# [SHORT EXERCISE]
Rewrite the data from the line holding "Objective — for every instance of the dirt" through the end of the data, inclusive, keeping every line and shifting each coordinate in the answers up by 134. Leave the format samples unchanged.

Coordinate labeling data:
· · · ·
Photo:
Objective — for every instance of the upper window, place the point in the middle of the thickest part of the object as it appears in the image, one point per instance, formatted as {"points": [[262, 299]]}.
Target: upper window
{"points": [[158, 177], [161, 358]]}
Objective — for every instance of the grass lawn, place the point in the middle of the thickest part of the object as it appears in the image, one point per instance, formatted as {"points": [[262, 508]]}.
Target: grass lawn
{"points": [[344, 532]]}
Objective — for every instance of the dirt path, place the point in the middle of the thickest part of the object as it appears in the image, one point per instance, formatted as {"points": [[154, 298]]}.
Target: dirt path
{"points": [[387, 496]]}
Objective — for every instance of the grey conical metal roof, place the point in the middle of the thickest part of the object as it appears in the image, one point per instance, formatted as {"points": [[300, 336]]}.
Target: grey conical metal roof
· · · ·
# [OUTPUT FOR THIS EXERCISE]
Objective — for every instance of the dirt path, place the point in the middle of the thickest part of the object as it appears in the image, one point per instance, formatted as {"points": [[154, 298]]}.
Target: dirt path
{"points": [[521, 630]]}
Objective — for every instance of the grey conical metal roof, place the point in the middle of the thickest part of the object as it appears in the image, one point per instance, formatted as {"points": [[300, 336]]}.
Target: grey conical metal roof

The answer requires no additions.